**Extracto**
===

Un día como hoy, pero de 1859 una tormenta solar, conocida también como evento Carrington por el astrónomo inglés Richard Carrington, primero en observarla, se produjo una llamarada solar clase X40, con la eyección de masa coronal más potente registrada en la historia.
Desde
el 28 de agosto hasta el 2 de Septiembre, se observaron auroras que
llegaban hasta el norte de Colombia. El pico de intensidad fue el 1 y 2
de septiembre, y provocó el fallo de los sistemas de telégrafo en toda
Europa y América del Norte. Los primeros indicios de este incidente se
detectaron a partir del 28 de agosto de 1859 cuando por toda Norte
América se vieron auroras boreales.

===

**Datos disponibles**
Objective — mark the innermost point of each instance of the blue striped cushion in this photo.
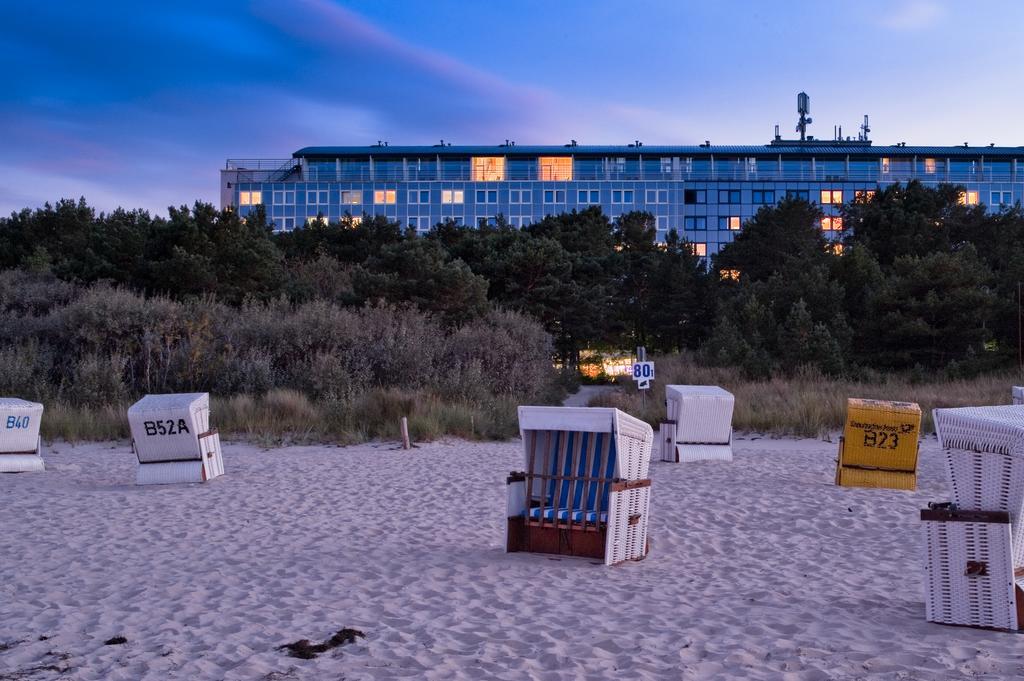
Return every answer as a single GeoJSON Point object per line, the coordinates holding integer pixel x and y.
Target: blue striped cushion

===

**Tareas por hacer**
[A] Transcribe sin cambios el pasaje del extracto sobre la tormenta solar de 1859 que empieza con "Un día como" y sigue hasta "vieron auroras boreales.".
[B] Traduce al inglés esta oración del extracto sobre la tormenta solar: "El pico de intensidad fue el 1 y 2 de septiembre, y provocó el fallo de los sistemas de telégrafo en toda Europa y América del Norte."

**Resultados por tarea**
[A]
Un día como hoy, pero de 1859 una tormenta solar, conocida también como evento Carrington por el astrónomo inglés Richard Carrington, primero en observarla, se produjo una llamarada solar clase X40, con la eyección de masa coronal más potente registrada en la historia.
Desde
el 28 de agosto hasta el 2 de Septiembre, se observaron auroras que
llegaban hasta el norte de Colombia. El pico de intensidad fue el 1 y 2
de septiembre, y provocó el fallo de los sistemas de telégrafo en toda
Europa y América del Norte. Los primeros indicios de este incidente se
detectaron a partir del 28 de agosto de 1859 cuando por toda Norte
América se vieron auroras boreales.

[B] The peak intensity came on September 1 and 2, and it caused telegraph systems to fail throughout Europe and North America.